Write out every line of the listing below verbatim, without changing anything.
"""
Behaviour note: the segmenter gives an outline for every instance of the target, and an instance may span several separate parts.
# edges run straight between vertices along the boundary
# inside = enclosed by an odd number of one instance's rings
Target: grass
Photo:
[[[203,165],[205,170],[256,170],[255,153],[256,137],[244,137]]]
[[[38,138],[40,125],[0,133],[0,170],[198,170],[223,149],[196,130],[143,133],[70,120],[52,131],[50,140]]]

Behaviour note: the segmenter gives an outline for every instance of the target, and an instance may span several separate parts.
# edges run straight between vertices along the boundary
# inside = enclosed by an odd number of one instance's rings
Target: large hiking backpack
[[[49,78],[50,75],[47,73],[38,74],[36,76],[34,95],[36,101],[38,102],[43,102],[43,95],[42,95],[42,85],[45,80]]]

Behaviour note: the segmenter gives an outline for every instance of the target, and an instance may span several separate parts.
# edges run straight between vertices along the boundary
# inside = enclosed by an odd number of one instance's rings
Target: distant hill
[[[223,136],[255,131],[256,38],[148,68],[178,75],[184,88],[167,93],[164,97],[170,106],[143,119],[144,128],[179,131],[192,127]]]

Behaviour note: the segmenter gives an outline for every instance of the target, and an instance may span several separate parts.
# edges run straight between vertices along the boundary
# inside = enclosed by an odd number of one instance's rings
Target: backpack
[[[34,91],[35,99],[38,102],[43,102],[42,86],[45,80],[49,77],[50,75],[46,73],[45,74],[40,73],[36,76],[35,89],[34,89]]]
"""
#### [Full solution]
Behaviour note: the segmenter gives an outline for every instance of the target, and an instance may span several separate parts.
# edges run straight between vertices along the boundary
# inside = enclosed by an odd number of one instance's rings
Target: grass
Photo:
[[[203,165],[205,170],[256,170],[255,153],[256,137],[244,137]]]
[[[38,138],[40,125],[0,133],[0,170],[198,170],[223,149],[196,130],[143,133],[70,120],[52,131],[50,140]]]

Behaviour note: the segmenter gives an outline for every instance of the target, and an instance may span several separate parts.
# edges run straight between vertices along the boundary
# inside = enclosed by an odd number of one instance's rings
Target: large hiking backpack
[[[49,78],[50,75],[47,73],[38,74],[36,76],[34,95],[36,101],[38,102],[43,102],[43,95],[42,95],[42,85],[45,80]]]

Behaviour note: the segmenter gives an outline for every instance of the target, and an instance may span several separate parts.
# edges run straight between vertices along the boundary
# inside = enclosed by an odd number of one instance's rings
Target: distant hill
[[[223,136],[255,131],[256,38],[148,68],[178,75],[184,88],[167,93],[164,97],[170,106],[143,119],[144,128],[179,131],[192,127]]]

Behaviour note: the segmenter gives an outline for every instance of the target, and an instance may span several separate parts.
# edges run straight between vertices along the boundary
# inside = enclosed by an odd number of one instance's rings
Target: backpack
[[[34,91],[35,99],[38,102],[43,102],[42,86],[45,80],[49,77],[50,75],[46,73],[45,74],[40,73],[36,76],[35,89],[34,89]]]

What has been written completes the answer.